- [EXERCISE BRIEF]: Please pull out every line in the rows below that contains the string "thin", matching case exactly.

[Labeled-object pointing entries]
--*--

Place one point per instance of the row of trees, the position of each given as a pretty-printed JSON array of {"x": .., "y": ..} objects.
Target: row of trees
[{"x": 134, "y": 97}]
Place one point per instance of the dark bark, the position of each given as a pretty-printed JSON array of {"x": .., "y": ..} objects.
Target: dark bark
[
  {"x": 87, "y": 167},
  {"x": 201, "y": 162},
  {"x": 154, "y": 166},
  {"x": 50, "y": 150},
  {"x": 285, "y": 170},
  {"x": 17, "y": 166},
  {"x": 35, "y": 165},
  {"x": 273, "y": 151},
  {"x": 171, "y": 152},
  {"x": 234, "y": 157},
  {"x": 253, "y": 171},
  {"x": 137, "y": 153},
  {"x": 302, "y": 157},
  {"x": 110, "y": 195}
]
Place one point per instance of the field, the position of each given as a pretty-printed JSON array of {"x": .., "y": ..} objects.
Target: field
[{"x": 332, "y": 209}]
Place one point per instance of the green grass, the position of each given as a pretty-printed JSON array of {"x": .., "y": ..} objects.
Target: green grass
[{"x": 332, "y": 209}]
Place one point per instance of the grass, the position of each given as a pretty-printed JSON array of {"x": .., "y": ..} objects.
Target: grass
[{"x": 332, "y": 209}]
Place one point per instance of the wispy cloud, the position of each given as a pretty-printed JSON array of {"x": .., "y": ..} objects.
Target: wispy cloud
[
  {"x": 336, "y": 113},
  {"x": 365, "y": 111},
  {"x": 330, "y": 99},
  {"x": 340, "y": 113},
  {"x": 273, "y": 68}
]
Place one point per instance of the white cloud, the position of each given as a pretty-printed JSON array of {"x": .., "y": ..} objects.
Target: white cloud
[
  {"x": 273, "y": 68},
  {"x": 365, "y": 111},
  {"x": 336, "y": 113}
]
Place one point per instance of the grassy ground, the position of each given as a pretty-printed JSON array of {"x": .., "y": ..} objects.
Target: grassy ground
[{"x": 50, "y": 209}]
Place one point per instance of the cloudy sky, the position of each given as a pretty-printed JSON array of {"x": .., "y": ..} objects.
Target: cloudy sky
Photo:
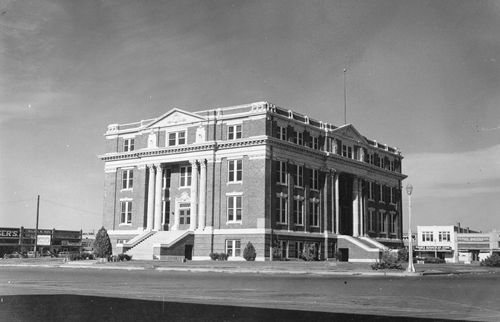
[{"x": 423, "y": 76}]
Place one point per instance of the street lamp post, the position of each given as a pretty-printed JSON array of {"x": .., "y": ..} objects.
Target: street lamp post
[{"x": 411, "y": 269}]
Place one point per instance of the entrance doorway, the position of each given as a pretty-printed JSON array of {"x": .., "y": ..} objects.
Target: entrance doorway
[
  {"x": 345, "y": 203},
  {"x": 188, "y": 252},
  {"x": 184, "y": 216}
]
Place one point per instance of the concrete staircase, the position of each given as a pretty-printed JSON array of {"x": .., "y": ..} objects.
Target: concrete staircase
[
  {"x": 144, "y": 249},
  {"x": 361, "y": 249}
]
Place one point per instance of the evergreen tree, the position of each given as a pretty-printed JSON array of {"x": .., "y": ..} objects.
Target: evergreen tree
[{"x": 102, "y": 244}]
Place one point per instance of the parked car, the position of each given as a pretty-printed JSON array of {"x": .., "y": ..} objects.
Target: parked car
[{"x": 14, "y": 255}]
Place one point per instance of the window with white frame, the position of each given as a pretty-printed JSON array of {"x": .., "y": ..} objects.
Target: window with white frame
[
  {"x": 282, "y": 209},
  {"x": 444, "y": 236},
  {"x": 381, "y": 224},
  {"x": 127, "y": 178},
  {"x": 299, "y": 176},
  {"x": 371, "y": 219},
  {"x": 299, "y": 211},
  {"x": 126, "y": 212},
  {"x": 128, "y": 145},
  {"x": 314, "y": 212},
  {"x": 233, "y": 247},
  {"x": 235, "y": 171},
  {"x": 315, "y": 143},
  {"x": 314, "y": 175},
  {"x": 284, "y": 248},
  {"x": 392, "y": 223},
  {"x": 282, "y": 175},
  {"x": 234, "y": 132},
  {"x": 234, "y": 209},
  {"x": 185, "y": 177},
  {"x": 299, "y": 139},
  {"x": 427, "y": 236},
  {"x": 299, "y": 248},
  {"x": 177, "y": 138},
  {"x": 282, "y": 133}
]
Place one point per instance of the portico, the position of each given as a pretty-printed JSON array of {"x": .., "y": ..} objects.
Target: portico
[{"x": 192, "y": 182}]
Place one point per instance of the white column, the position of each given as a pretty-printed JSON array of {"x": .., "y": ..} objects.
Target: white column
[
  {"x": 337, "y": 204},
  {"x": 203, "y": 195},
  {"x": 151, "y": 200},
  {"x": 176, "y": 219},
  {"x": 194, "y": 195},
  {"x": 159, "y": 177},
  {"x": 355, "y": 208}
]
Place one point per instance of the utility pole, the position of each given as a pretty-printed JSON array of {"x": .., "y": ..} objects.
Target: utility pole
[
  {"x": 37, "y": 216},
  {"x": 345, "y": 98}
]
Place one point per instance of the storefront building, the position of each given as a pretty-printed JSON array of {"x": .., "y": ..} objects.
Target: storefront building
[
  {"x": 190, "y": 184},
  {"x": 455, "y": 244},
  {"x": 23, "y": 240}
]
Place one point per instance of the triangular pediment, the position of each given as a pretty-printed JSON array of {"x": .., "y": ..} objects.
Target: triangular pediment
[
  {"x": 349, "y": 131},
  {"x": 175, "y": 117}
]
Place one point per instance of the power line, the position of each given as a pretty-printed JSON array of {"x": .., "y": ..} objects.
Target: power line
[{"x": 71, "y": 207}]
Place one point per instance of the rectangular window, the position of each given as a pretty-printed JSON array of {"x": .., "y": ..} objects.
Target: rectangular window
[
  {"x": 282, "y": 210},
  {"x": 233, "y": 247},
  {"x": 300, "y": 138},
  {"x": 444, "y": 236},
  {"x": 234, "y": 132},
  {"x": 314, "y": 175},
  {"x": 282, "y": 133},
  {"x": 282, "y": 175},
  {"x": 177, "y": 138},
  {"x": 234, "y": 209},
  {"x": 128, "y": 145},
  {"x": 127, "y": 179},
  {"x": 392, "y": 224},
  {"x": 126, "y": 213},
  {"x": 235, "y": 171},
  {"x": 300, "y": 176},
  {"x": 381, "y": 226},
  {"x": 427, "y": 236},
  {"x": 185, "y": 177},
  {"x": 314, "y": 213},
  {"x": 299, "y": 212},
  {"x": 299, "y": 248},
  {"x": 371, "y": 220}
]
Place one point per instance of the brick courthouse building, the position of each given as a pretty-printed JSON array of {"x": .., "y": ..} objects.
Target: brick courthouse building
[{"x": 189, "y": 184}]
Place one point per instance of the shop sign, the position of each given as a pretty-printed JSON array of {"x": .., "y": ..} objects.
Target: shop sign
[
  {"x": 69, "y": 243},
  {"x": 433, "y": 247},
  {"x": 474, "y": 238},
  {"x": 32, "y": 232},
  {"x": 9, "y": 233},
  {"x": 43, "y": 240}
]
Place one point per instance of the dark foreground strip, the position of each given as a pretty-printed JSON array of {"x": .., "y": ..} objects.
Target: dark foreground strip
[{"x": 94, "y": 308}]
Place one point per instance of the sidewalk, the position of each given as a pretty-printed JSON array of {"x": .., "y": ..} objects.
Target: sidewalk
[{"x": 289, "y": 267}]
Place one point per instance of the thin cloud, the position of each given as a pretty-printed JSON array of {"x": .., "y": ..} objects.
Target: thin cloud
[{"x": 454, "y": 175}]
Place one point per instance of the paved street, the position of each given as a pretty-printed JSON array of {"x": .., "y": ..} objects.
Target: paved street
[{"x": 471, "y": 296}]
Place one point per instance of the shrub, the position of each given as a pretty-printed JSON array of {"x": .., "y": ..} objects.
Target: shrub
[
  {"x": 310, "y": 252},
  {"x": 493, "y": 261},
  {"x": 433, "y": 260},
  {"x": 403, "y": 255},
  {"x": 389, "y": 260},
  {"x": 249, "y": 252},
  {"x": 218, "y": 256},
  {"x": 102, "y": 244}
]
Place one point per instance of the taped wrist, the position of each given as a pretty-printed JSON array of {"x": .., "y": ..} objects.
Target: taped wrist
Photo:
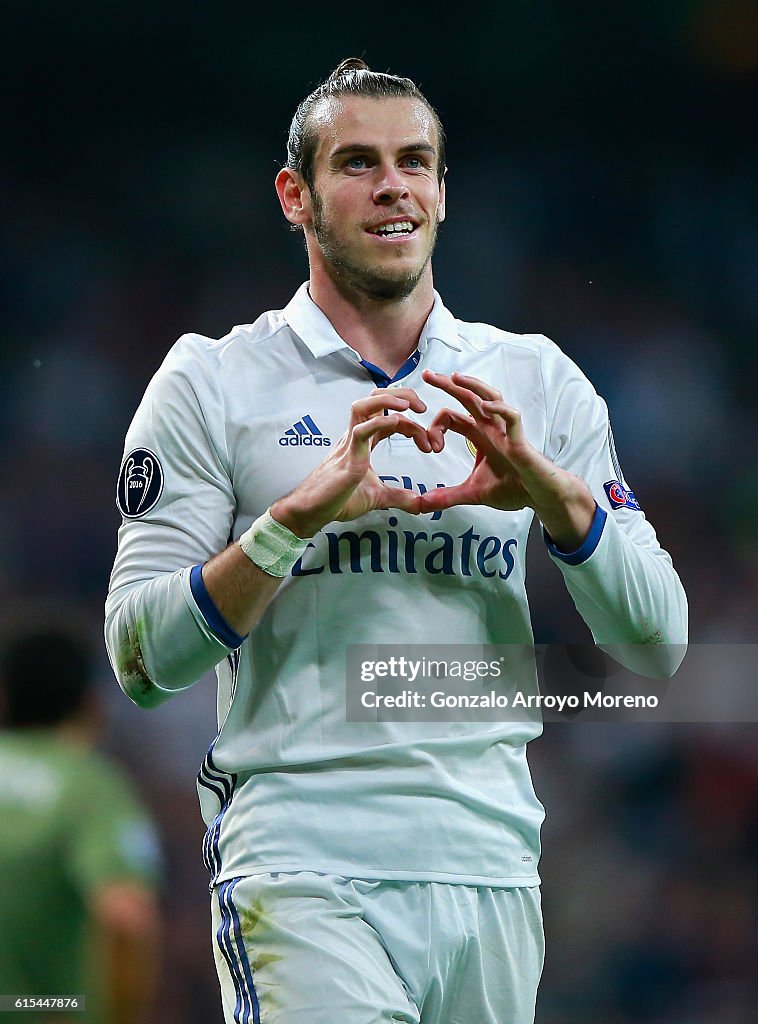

--*--

- [RESPONSE BELOW]:
Place one point per instance of the thin cloud, the position of each given as a pretty-printed JSON array of {"x": .., "y": ..} objects.
Target: thin cloud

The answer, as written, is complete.